##### DATASET CONTENT

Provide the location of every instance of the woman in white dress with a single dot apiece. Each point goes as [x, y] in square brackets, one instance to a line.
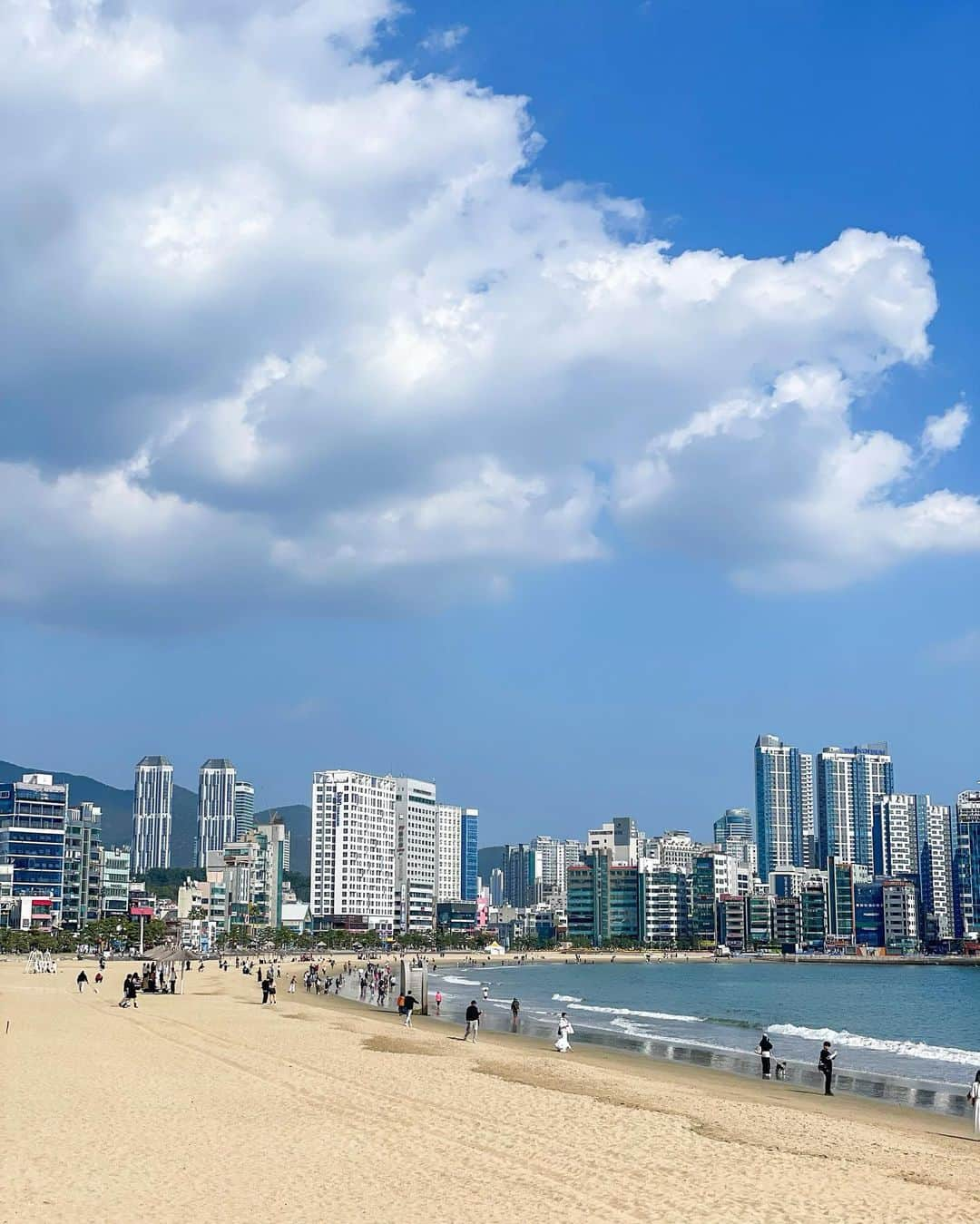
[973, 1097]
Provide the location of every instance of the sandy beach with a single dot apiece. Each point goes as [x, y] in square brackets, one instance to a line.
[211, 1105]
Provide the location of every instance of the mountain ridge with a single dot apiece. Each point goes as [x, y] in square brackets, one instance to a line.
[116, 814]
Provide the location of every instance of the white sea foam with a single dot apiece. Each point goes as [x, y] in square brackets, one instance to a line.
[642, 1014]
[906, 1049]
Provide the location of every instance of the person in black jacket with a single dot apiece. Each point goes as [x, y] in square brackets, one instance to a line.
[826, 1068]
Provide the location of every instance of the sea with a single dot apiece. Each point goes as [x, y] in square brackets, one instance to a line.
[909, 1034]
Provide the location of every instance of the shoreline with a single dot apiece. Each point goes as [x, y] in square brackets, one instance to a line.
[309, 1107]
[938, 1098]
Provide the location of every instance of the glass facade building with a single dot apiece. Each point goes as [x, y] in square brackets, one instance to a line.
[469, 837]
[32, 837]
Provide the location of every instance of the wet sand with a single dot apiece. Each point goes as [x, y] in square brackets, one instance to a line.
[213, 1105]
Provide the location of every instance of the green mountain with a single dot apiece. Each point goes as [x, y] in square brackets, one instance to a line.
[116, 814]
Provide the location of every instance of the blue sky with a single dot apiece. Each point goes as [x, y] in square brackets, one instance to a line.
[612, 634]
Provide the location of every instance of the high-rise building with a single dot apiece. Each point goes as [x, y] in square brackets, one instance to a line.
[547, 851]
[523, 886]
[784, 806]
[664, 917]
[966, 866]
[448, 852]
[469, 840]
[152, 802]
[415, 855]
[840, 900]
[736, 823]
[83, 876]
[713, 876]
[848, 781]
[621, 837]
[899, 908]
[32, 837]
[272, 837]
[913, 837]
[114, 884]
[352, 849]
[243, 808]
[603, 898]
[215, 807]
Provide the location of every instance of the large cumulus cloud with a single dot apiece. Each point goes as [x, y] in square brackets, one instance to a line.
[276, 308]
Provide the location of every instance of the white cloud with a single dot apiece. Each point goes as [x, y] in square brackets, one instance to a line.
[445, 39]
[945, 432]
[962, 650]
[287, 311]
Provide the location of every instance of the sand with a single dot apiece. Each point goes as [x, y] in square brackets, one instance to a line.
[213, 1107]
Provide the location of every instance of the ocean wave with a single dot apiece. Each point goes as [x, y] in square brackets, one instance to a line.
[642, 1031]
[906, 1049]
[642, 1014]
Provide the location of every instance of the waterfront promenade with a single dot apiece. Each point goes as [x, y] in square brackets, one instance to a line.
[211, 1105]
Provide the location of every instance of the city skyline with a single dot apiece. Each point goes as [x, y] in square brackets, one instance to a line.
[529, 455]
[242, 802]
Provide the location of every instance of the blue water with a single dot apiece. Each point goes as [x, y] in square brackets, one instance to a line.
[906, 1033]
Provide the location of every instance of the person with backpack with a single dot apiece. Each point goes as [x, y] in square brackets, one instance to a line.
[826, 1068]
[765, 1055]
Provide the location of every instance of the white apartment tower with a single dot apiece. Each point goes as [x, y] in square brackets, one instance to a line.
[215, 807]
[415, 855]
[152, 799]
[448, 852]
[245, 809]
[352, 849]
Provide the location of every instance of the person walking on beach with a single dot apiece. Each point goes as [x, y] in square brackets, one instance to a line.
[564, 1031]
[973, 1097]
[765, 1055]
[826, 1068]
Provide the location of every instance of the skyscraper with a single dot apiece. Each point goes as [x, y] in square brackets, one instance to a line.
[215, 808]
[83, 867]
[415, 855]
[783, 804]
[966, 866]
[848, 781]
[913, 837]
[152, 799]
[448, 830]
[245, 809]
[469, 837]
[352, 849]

##########

*WORK INSTRUCTION*: Give back all of the entries above exactly, with the pictures excluded.

*WORKED SOLUTION*:
Provide the location of every instance of the woman in white dress with a single dot apiece. Each point goes as [x, y] in square brackets, one instance to a line.
[973, 1097]
Provide the location of every instance of the sandy beach with a single dot apiece. Each point goes as [x, y] in square brackets, one instance to a line.
[211, 1105]
Provide the location of every instance of the mountain ridge with a single dot apiece. Each point goes as [x, y] in square brackets, one instance to a line.
[116, 814]
Provide the location of every instance of the white sea foam with a single dot apiece. Each point goes as [x, y] in square brackets, one instance to a line.
[642, 1014]
[906, 1049]
Provide the location of every instance of the person in black jacket with a single dot apiece. Each point goes as [x, y] in square brackets, one instance to a line.
[826, 1068]
Provide the location of every instance of the sea with a single dot apiece. Each point goes as [x, y] in square brackets, one instance to a line.
[909, 1034]
Provide the location of every instance of the shoreline with a single dot apiece. Each point goes as [x, y] in square brackets, one instance to a line.
[309, 1107]
[938, 1098]
Provide the location of every instance of the glass facade building with a single dot apiece. Each point goes as [x, y] in square brackets, one instance to a line.
[469, 837]
[32, 837]
Provide the location of every instance of the wet sand with a single dot apiece. Each point goes as [x, y] in square brackets, one instance to a line.
[213, 1105]
Provide the location of every instance of the green mountain with a single dot apiece. Each point goes as [x, y] in square brackets, one instance to a line.
[116, 814]
Provide the location of every instance of the blue sky with a single dot apiece. Each point goes as [x, y] in square brackets, one instance to a line.
[612, 634]
Provide the location of every instance of the high-rise building with a single dot apiece. Each point goes as [x, y] in square brackets, one instance to a line.
[547, 851]
[523, 886]
[784, 806]
[664, 917]
[966, 866]
[448, 852]
[469, 840]
[152, 802]
[415, 855]
[840, 900]
[736, 823]
[83, 876]
[713, 876]
[848, 781]
[621, 837]
[899, 908]
[32, 837]
[272, 837]
[913, 837]
[114, 884]
[352, 849]
[243, 808]
[603, 898]
[215, 807]
Provide the location of every instance of the large cumulus cloud with a single dot apiece. Each point goes as [x, y] in square brackets, one instance to a line.
[276, 308]
Provide the location of every instance of the white cloud with a single dot apiece. Each point goes as [x, y] in square brackets, one instance to a line.
[445, 39]
[945, 432]
[962, 650]
[287, 311]
Provide the location of every instance of the sand with a single dot apiece. Each point goes as [x, y] in square brackets, one instance to a line.
[213, 1107]
Provide the location of every instance of the ocean wave with a single dot apiece. Each point goes as [x, y] in square brackets, one instance to a line.
[642, 1031]
[906, 1049]
[642, 1014]
Provide the location of every instance of the waterfront promenade with a single dot apiece. Each point goes as [x, y] in square brackets, one instance to a line.
[211, 1105]
Provide the location of every instance of the city skyline with a single dot apiece. Each point goes as [x, y] in square brackets, one instance to a line.
[529, 455]
[242, 802]
Provide the location of every instance of the blue water with a single dot apiece. Each point goes as [x, y] in square brackets, one instance to a line.
[906, 1033]
Provide the location of every instance of the person with backpack with a single dot apiece. Each point goes as [x, y] in square brackets, one instance to a line.
[826, 1068]
[765, 1055]
Provide the location of every instance of the white apartment tower with a single dot apiece. Each point goes as [x, y] in square brackets, one instance to a line.
[215, 807]
[415, 855]
[152, 799]
[448, 852]
[245, 809]
[352, 849]
Provide the location of every instance of the person walking on beach with a single dot apiece. Each point goes as [x, y] in square brackets, one instance to a line.
[564, 1031]
[973, 1097]
[765, 1055]
[826, 1068]
Provide the location of every instance of the skyscraper with a single dot apiece. Each point goes as [x, y] in square brackets, one instance to a line.
[215, 808]
[83, 867]
[415, 855]
[783, 804]
[966, 866]
[848, 781]
[913, 837]
[152, 799]
[448, 830]
[245, 809]
[469, 837]
[352, 849]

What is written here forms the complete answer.